(Entries taken from a collection)
## BEGIN
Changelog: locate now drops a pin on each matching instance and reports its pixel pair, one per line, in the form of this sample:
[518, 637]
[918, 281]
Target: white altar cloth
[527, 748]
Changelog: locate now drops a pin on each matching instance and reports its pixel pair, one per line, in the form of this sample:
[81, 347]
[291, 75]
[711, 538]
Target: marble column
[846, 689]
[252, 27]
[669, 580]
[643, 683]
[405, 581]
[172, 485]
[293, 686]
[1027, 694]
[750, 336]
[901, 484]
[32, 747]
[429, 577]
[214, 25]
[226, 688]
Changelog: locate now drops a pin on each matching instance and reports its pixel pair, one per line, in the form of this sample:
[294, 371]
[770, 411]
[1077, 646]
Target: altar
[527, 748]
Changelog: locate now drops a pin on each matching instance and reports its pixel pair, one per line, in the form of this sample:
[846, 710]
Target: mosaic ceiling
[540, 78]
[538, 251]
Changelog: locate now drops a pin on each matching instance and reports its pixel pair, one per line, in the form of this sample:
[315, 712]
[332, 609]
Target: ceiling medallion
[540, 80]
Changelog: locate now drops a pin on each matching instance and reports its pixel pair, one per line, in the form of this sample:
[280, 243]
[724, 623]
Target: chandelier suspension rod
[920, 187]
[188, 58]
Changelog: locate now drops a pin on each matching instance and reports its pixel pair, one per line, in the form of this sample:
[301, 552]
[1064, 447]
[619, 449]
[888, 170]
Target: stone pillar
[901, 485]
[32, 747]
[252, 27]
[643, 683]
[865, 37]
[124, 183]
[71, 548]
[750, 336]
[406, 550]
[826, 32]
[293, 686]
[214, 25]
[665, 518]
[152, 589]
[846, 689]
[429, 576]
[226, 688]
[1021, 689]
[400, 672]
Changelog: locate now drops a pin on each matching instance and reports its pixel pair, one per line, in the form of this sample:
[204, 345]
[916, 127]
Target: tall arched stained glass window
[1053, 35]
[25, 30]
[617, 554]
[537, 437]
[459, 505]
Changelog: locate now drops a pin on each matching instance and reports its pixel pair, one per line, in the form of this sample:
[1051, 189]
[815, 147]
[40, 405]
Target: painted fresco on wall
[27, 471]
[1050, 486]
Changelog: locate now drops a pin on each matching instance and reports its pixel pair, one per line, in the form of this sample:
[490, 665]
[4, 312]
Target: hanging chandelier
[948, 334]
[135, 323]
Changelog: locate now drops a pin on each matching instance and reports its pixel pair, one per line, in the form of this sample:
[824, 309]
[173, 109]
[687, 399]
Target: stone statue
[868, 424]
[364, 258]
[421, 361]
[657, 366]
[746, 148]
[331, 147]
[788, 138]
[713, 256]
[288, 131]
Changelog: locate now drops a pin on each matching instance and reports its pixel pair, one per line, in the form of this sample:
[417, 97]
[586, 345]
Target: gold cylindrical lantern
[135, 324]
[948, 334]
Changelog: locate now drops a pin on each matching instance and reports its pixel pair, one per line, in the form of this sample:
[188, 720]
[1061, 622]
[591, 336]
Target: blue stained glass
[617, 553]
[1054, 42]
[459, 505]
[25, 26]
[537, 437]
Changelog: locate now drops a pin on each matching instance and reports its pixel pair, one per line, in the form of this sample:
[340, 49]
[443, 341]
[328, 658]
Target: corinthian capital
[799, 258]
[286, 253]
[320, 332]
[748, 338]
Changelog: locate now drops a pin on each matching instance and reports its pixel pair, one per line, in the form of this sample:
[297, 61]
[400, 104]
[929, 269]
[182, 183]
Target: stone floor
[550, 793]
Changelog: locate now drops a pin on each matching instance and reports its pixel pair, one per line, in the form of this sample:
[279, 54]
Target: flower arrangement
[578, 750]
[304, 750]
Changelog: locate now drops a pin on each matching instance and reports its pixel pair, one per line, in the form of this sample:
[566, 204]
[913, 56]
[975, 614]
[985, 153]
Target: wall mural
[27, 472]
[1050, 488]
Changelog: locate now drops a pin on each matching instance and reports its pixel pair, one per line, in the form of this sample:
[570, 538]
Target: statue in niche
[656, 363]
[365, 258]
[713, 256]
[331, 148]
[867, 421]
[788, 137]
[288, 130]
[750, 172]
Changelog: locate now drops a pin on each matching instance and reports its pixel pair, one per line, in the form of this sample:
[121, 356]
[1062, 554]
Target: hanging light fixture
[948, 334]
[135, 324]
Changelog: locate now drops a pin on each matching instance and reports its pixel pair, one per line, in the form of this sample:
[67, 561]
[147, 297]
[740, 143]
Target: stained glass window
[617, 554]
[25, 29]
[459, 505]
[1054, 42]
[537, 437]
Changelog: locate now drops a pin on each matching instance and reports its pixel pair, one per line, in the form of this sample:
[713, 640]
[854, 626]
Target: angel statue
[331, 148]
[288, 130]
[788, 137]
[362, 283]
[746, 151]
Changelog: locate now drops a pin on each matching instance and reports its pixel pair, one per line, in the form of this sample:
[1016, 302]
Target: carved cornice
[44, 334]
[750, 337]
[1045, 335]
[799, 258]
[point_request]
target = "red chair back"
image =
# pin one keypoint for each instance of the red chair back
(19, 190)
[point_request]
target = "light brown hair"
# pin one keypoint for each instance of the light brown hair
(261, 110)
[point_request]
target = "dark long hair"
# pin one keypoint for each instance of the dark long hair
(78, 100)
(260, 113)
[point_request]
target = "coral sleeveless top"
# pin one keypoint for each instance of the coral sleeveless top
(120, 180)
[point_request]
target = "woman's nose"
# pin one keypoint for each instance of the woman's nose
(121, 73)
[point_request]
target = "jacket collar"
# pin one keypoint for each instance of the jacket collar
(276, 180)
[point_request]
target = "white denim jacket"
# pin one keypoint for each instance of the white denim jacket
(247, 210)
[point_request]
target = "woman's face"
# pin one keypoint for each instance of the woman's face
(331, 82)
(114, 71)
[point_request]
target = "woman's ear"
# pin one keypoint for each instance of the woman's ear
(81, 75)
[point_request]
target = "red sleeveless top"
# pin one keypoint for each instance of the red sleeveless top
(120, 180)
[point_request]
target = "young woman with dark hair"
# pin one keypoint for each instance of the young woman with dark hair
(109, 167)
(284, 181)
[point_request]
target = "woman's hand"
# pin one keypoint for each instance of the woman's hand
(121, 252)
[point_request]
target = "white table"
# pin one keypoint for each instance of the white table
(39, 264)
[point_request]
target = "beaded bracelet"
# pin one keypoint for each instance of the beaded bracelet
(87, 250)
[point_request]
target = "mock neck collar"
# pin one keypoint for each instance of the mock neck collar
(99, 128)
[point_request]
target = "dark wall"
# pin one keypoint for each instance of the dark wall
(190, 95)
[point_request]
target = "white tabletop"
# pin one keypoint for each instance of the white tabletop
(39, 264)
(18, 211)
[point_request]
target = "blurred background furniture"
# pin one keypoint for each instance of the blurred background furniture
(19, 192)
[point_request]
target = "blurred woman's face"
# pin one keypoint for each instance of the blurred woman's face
## END
— The problem —
Give the entries once more, exactly as they appear.

— Reply —
Changelog: locate now drops a pin on each matching instance and reports its pixel pair, one per line, in the form of this sample:
[518, 637]
[918, 281]
Target: white altar cloth
[527, 748]
Changelog: locate now drops a pin on each matching instance and reports its pixel pair, one per line, in the form of this sample:
[81, 347]
[291, 75]
[711, 538]
Target: marble column
[846, 689]
[252, 27]
[669, 580]
[643, 683]
[405, 581]
[172, 485]
[293, 686]
[1027, 694]
[750, 336]
[901, 484]
[32, 747]
[429, 577]
[214, 25]
[226, 688]
Changelog: locate now drops a pin on each matching instance and reports its pixel pair, one per line, in the form of this sample:
[294, 371]
[770, 411]
[1077, 646]
Target: altar
[527, 748]
Changelog: locate now drops a pin on each matching instance and reports its pixel pair, one per line, in the form of this sample:
[846, 710]
Target: mosaic ceiling
[540, 78]
[538, 251]
Changelog: locate now drops a pin on each matching instance and reports its pixel pair, one per line, in the form of this sample:
[315, 712]
[332, 609]
Target: ceiling medallion
[540, 80]
Changelog: locate now drops a pin on each matching instance and reports its pixel pair, one per line, in the form of this sample:
[280, 243]
[724, 623]
Target: chandelier suspension rod
[920, 187]
[188, 58]
Changelog: locate now drops a pin on each matching instance and reports its pixel pair, one per line, in the form of this sample:
[301, 552]
[1064, 447]
[619, 449]
[888, 170]
Target: stone pillar
[901, 485]
[32, 747]
[252, 27]
[643, 683]
[865, 37]
[124, 183]
[71, 548]
[750, 336]
[406, 550]
[826, 32]
[293, 686]
[214, 25]
[665, 518]
[152, 589]
[846, 689]
[429, 576]
[226, 688]
[1021, 689]
[400, 672]
Changelog: locate now drops a pin on each matching instance and reports its pixel pair, one per line, in the form of this sample:
[204, 345]
[916, 127]
Target: tall arched stained glass window
[1053, 35]
[25, 30]
[617, 554]
[537, 437]
[459, 505]
Changelog: locate now drops a pin on each matching instance and reports its pixel pair, one per line, in the form of this sample:
[1051, 189]
[815, 147]
[40, 405]
Target: painted fresco on wall
[27, 471]
[1050, 486]
Changelog: locate now drops a pin on each matching instance and reports its pixel pair, one per line, in the form of this sample:
[490, 665]
[4, 312]
Target: hanging chandelier
[948, 334]
[135, 323]
Changelog: locate now drops a pin on each matching instance and reports its pixel pair, one per line, in the form of this sample:
[824, 309]
[173, 109]
[687, 399]
Target: stone statue
[868, 424]
[364, 258]
[421, 361]
[657, 366]
[746, 148]
[331, 147]
[788, 138]
[713, 256]
[288, 131]
Changelog: locate now drops a pin on each matching instance and reports its pixel pair, one per line, in the form of this sample:
[417, 97]
[586, 345]
Target: gold cylindrical lantern
[135, 324]
[948, 334]
Changelog: locate now drops a pin on each matching instance and reports its pixel pair, one per line, in the form of this sample:
[188, 720]
[1061, 622]
[591, 336]
Target: blue stained glass
[617, 553]
[1054, 42]
[459, 505]
[25, 26]
[537, 437]
Changelog: locate now drops a pin on each matching instance and reports its pixel pair, one per line, in the form of this sample:
[340, 49]
[443, 341]
[328, 658]
Target: corinthian capital
[799, 258]
[286, 253]
[320, 332]
[748, 338]
Changelog: locate now drops a pin on each matching instance and reports its pixel pair, one per line, in the form of this sample:
[297, 61]
[400, 104]
[929, 269]
[182, 183]
Target: stone floor
[550, 793]
Changelog: locate now drops a pin on each matching instance and reports its pixel pair, one per line, in the form of this sample:
[279, 54]
Target: flower arrangement
[578, 750]
[304, 750]
Changelog: locate now drops a pin on each matching instance and reports its pixel pair, one per line, in the form of this sample:
[566, 204]
[913, 56]
[975, 614]
[985, 153]
Target: wall mural
[27, 472]
[1050, 488]
Changelog: locate now drops a pin on each matching instance and reports its pixel pair, one per line, in the form of this sample:
[570, 538]
Target: statue in niche
[656, 363]
[365, 258]
[713, 256]
[331, 148]
[867, 421]
[788, 137]
[288, 130]
[750, 172]
Changelog: locate now drops a pin on each matching instance and reports its pixel pair, one per line, in the form of this sample:
[121, 356]
[1062, 554]
Target: hanging light fixture
[948, 334]
[135, 324]
Changelog: locate now drops a pin on each matching instance and reports its pixel pair, one per line, in the form of this sample:
[67, 561]
[147, 297]
[740, 143]
Target: stained glass window
[617, 554]
[25, 29]
[459, 505]
[1054, 42]
[537, 437]
Changelog: locate now drops a pin on each matching instance and reports its pixel pair, one per line, in the form of this sample:
[713, 640]
[854, 626]
Target: angel statue
[331, 148]
[288, 130]
[788, 137]
[362, 283]
[746, 151]
Changelog: locate now drops a pin on each matching instance and reports its pixel pair, one per line, in the form of this sample:
[1016, 302]
Target: carved cornice
[44, 334]
[750, 337]
[1045, 335]
[799, 258]
[point_request]
target = "red chair back"
image =
# pin one keypoint for each instance of the red chair back
(19, 190)
[point_request]
target = "light brown hair"
# pin one keypoint for each instance of the light brown hair
(261, 110)
[point_request]
target = "dark long hair"
# pin one keypoint for each instance of the dark long hair
(78, 100)
(260, 113)
[point_request]
target = "coral sleeveless top"
# pin one keypoint for each instance of the coral sleeveless top
(120, 180)
[point_request]
target = "woman's nose"
# pin one keypoint for each instance of the woman's nose
(121, 73)
[point_request]
target = "jacket collar"
# pin one keypoint for each instance of the jacket collar
(276, 180)
[point_request]
target = "white denim jacket"
# pin one keypoint for each instance of the white denim jacket
(247, 210)
[point_request]
target = "woman's face"
# pin one keypoint for each instance of the woman's face
(331, 82)
(114, 71)
[point_request]
target = "woman's ear"
# pin one keypoint for each instance of the woman's ear
(81, 75)
[point_request]
target = "red sleeveless top"
# pin one keypoint for each instance of the red sleeveless top
(120, 180)
[point_request]
target = "young woman with dark hair"
# pin one keypoint for each instance of the young woman with dark hair
(109, 167)
(284, 181)
[point_request]
target = "woman's hand"
# pin one keypoint for each instance of the woman's hand
(121, 252)
[point_request]
target = "white table"
# pin one keypoint for each instance of the white table
(39, 264)
[point_request]
target = "beaded bracelet"
# pin one keypoint for each instance of the beaded bracelet
(87, 250)
[point_request]
target = "mock neck collar"
# pin one keypoint for each instance of the mock neck collar
(99, 128)
[point_request]
target = "dark wall"
# pin one keypoint for each instance of the dark wall
(190, 95)
[point_request]
target = "white tabletop"
# pin one keypoint for each instance of the white tabletop
(39, 264)
(18, 211)
[point_request]
target = "blurred background furniture"
# pin one keypoint for each instance of the blurred background furniture
(19, 192)
[point_request]
target = "blurred woman's face"
# pin one keypoint for each instance of the blurred woman's face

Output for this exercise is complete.